PROBLEM TO SOLVE> Could you restate the entries word for word, without the images?

DATA SUPPLIED>
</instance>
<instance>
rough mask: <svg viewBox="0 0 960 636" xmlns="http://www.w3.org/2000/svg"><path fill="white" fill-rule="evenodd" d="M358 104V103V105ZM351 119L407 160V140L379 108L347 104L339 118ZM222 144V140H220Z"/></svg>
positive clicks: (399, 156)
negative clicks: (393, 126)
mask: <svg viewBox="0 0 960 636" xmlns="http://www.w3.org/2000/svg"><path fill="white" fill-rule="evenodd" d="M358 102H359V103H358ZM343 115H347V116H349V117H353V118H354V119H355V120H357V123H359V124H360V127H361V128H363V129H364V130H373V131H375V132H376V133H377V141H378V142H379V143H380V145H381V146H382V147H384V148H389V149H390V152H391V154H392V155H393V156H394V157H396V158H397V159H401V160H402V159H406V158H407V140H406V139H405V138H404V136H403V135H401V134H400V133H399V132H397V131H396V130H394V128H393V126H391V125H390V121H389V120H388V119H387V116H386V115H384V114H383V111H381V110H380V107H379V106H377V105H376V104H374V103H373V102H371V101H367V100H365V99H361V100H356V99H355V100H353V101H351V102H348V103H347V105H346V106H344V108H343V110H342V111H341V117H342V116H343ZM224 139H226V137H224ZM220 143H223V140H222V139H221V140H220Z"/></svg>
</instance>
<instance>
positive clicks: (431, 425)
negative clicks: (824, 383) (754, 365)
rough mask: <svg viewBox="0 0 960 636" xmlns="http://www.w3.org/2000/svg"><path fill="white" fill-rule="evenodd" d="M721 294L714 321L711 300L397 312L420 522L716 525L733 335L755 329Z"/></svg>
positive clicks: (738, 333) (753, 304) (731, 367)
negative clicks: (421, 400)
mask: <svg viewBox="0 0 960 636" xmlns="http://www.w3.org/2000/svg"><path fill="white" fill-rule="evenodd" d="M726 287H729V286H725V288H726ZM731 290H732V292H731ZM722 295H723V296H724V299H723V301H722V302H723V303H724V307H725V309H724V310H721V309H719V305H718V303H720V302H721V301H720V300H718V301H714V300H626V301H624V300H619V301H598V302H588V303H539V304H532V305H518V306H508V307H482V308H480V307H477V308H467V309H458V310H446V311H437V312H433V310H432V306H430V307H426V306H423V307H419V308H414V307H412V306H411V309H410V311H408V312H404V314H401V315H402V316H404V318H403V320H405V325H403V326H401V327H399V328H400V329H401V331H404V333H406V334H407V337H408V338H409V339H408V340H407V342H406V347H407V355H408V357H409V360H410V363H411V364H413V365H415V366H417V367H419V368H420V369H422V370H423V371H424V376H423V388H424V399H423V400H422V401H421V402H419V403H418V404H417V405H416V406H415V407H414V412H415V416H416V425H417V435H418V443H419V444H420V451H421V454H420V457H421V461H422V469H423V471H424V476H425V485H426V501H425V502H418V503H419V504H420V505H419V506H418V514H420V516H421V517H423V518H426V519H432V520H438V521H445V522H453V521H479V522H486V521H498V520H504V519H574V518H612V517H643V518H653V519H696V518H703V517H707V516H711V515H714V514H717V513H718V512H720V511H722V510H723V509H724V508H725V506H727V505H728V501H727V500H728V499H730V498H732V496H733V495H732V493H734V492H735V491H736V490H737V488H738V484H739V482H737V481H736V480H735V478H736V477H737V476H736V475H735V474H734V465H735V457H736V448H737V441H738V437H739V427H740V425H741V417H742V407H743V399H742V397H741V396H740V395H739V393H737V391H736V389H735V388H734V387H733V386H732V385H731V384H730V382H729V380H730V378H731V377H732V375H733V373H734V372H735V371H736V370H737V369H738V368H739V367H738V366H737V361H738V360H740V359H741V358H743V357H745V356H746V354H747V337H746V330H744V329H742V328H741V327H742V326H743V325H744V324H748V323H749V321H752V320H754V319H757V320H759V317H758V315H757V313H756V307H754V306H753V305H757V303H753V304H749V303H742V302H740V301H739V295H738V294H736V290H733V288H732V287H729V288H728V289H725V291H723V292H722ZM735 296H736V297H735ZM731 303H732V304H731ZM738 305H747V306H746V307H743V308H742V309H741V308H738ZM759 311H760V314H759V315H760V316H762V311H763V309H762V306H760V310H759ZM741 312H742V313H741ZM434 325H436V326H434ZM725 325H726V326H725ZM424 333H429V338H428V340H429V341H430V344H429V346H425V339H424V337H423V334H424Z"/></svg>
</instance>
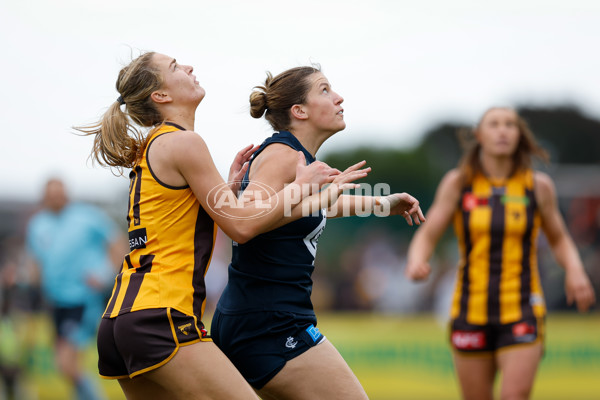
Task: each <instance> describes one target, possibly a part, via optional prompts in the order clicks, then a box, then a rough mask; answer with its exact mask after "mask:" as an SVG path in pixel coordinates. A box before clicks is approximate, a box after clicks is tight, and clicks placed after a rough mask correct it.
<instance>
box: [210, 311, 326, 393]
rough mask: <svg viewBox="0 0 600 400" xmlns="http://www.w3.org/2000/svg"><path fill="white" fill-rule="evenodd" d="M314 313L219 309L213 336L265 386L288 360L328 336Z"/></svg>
mask: <svg viewBox="0 0 600 400" xmlns="http://www.w3.org/2000/svg"><path fill="white" fill-rule="evenodd" d="M316 323H317V319H316V317H315V316H314V315H303V314H295V313H291V312H283V311H272V312H271V311H265V312H253V313H246V314H234V315H230V314H224V313H222V312H219V311H218V310H217V311H215V314H214V316H213V320H212V325H211V336H212V338H213V340H214V342H215V344H216V345H217V346H218V347H219V348H220V349H221V351H223V353H225V355H227V357H229V359H230V360H231V362H232V363H233V365H235V367H236V368H237V369H238V370H239V371H240V372H241V374H242V375H243V376H244V378H246V380H247V381H248V383H250V385H252V386H253V387H254V388H256V389H261V388H262V387H263V386H264V385H265V384H266V383H267V382H269V381H270V380H271V379H272V378H273V377H274V376H275V375H277V373H278V372H279V371H281V369H282V368H283V367H284V366H285V363H286V362H287V361H289V360H291V359H293V358H295V357H297V356H299V355H300V354H302V353H304V352H305V351H307V350H308V349H310V348H311V347H314V346H316V345H317V344H319V343H321V342H323V341H324V340H325V336H323V335H322V334H321V333H320V332H319V329H318V328H317V327H316V326H315V325H316Z"/></svg>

YOUR RESPONSE>
</instance>
<instance>
rough mask: <svg viewBox="0 0 960 636" xmlns="http://www.w3.org/2000/svg"><path fill="white" fill-rule="evenodd" d="M358 104V103V105ZM351 119L407 160V140L379 108L347 104L339 118ZM222 144V140H220Z"/></svg>
positive clicks: (399, 156)
negative clicks: (393, 126)
mask: <svg viewBox="0 0 960 636" xmlns="http://www.w3.org/2000/svg"><path fill="white" fill-rule="evenodd" d="M358 102H359V103H358ZM343 115H347V116H349V117H353V118H354V119H355V120H357V123H359V124H360V127H361V128H363V129H364V130H373V131H375V132H376V133H377V141H378V142H379V143H380V145H381V146H382V147H384V148H389V149H390V152H391V154H392V155H393V156H394V157H396V158H397V159H401V160H402V159H406V158H407V140H406V139H405V138H404V136H403V135H401V134H400V133H399V132H397V131H396V130H394V128H393V126H391V125H390V121H389V120H388V119H387V116H386V115H384V114H383V111H381V110H380V107H379V106H377V105H376V104H374V103H373V102H371V101H367V100H365V99H361V100H356V99H355V100H353V101H351V102H348V103H347V105H346V106H344V108H343V110H342V111H341V117H342V116H343ZM224 139H226V137H224ZM220 143H223V140H222V139H221V140H220Z"/></svg>
</instance>
<instance>
positive clicks: (431, 425)
negative clicks: (824, 383) (754, 365)
rough mask: <svg viewBox="0 0 960 636" xmlns="http://www.w3.org/2000/svg"><path fill="white" fill-rule="evenodd" d="M721 294L714 321L711 300L397 312L420 522L716 525L733 335L755 329Z"/></svg>
positive clicks: (738, 333) (753, 304) (731, 367)
negative clicks: (421, 400)
mask: <svg viewBox="0 0 960 636" xmlns="http://www.w3.org/2000/svg"><path fill="white" fill-rule="evenodd" d="M726 287H729V286H725V288H726ZM731 290H732V292H731ZM722 295H723V296H724V299H723V301H722V302H723V303H724V307H725V309H724V310H721V309H719V305H718V303H720V302H721V301H720V300H718V301H714V300H626V301H624V300H619V301H598V302H588V303H539V304H532V305H518V306H508V307H482V308H480V307H477V308H467V309H458V310H446V311H437V312H433V310H432V306H430V307H426V306H423V307H419V308H414V307H412V306H411V309H410V311H408V312H404V314H401V315H402V316H404V318H403V320H405V325H403V326H401V327H399V328H400V329H401V331H404V333H406V334H407V337H408V338H409V339H408V340H407V342H406V347H407V355H408V357H409V360H410V363H411V364H413V365H415V366H417V367H419V368H420V369H422V370H423V371H424V376H423V388H424V399H423V400H422V401H421V402H419V403H418V404H417V405H416V406H415V407H414V412H415V416H416V425H417V435H418V443H419V444H420V451H421V454H420V457H421V461H422V469H423V471H424V476H425V485H426V501H425V502H418V503H419V504H420V505H419V506H418V514H420V516H421V517H423V518H426V519H432V520H438V521H445V522H453V521H479V522H486V521H498V520H504V519H574V518H612V517H643V518H653V519H696V518H703V517H707V516H711V515H714V514H717V513H718V512H720V511H722V510H723V509H724V508H725V506H727V505H728V501H727V500H728V499H730V498H732V496H733V495H732V493H734V492H735V491H736V490H737V488H738V484H739V482H737V481H736V480H735V478H736V477H737V476H736V475H735V474H734V465H735V457H736V448H737V441H738V437H739V427H740V425H741V417H742V407H743V399H742V397H741V396H740V395H739V393H737V391H736V389H735V388H734V387H733V386H732V385H731V384H730V382H729V380H730V378H731V377H732V375H733V373H734V372H735V371H736V370H737V369H738V368H739V367H738V366H737V361H738V360H740V359H741V358H743V357H745V356H746V354H747V337H746V330H744V329H742V328H741V327H742V326H743V325H744V324H748V323H749V321H752V320H754V319H757V320H759V317H758V315H757V313H756V307H754V306H753V305H757V303H753V304H749V303H742V302H740V301H739V295H738V294H736V290H733V288H732V287H729V288H728V289H725V291H723V292H722ZM735 296H736V297H735ZM731 303H732V304H731ZM738 305H747V306H746V307H743V308H742V309H741V308H738ZM759 311H760V314H759V315H760V316H762V311H763V309H762V306H760V310H759ZM741 312H742V313H741ZM434 325H436V326H434ZM725 325H726V326H725ZM424 333H429V338H428V340H429V341H430V344H429V346H425V339H424V337H423V334H424Z"/></svg>
</instance>
Task: each <instance> describes one target, possibly a part, via optional prompts in the order clicks, then a box, then a rough mask; answer with its exact mask after "mask:" as an SVG path in pixel coordinates. A box before clicks is approximate, a box after clicks is tight, and clicks placed after a rough mask correct it.
<instance>
box: [210, 311, 326, 393]
rough mask: <svg viewBox="0 0 600 400" xmlns="http://www.w3.org/2000/svg"><path fill="white" fill-rule="evenodd" d="M314 313L219 309L213 336L265 386L288 360L328 336Z"/></svg>
mask: <svg viewBox="0 0 600 400" xmlns="http://www.w3.org/2000/svg"><path fill="white" fill-rule="evenodd" d="M316 323H317V319H316V317H315V316H314V315H303V314H295V313H291V312H283V311H272V312H271V311H265V312H253V313H246V314H234V315H230V314H224V313H222V312H219V311H218V310H217V311H215V314H214V316H213V320H212V325H211V336H212V338H213V340H214V342H215V344H216V345H217V346H218V347H219V348H220V349H221V351H223V353H225V355H227V357H229V359H230V360H231V362H232V363H233V365H235V367H236V368H237V369H238V370H239V371H240V372H241V374H242V375H243V376H244V378H246V380H247V381H248V383H250V385H252V386H253V387H254V388H256V389H261V388H262V387H263V386H264V385H265V384H266V383H267V382H269V381H270V380H271V379H272V378H273V377H274V376H275V375H277V373H278V372H279V371H281V369H282V368H283V367H284V366H285V363H286V362H287V361H289V360H291V359H293V358H295V357H297V356H299V355H300V354H302V353H304V352H305V351H307V350H308V349H310V348H311V347H314V346H316V345H317V344H319V343H321V342H323V341H324V340H325V336H323V335H322V334H321V333H320V332H319V329H318V328H317V327H316V326H315V325H316Z"/></svg>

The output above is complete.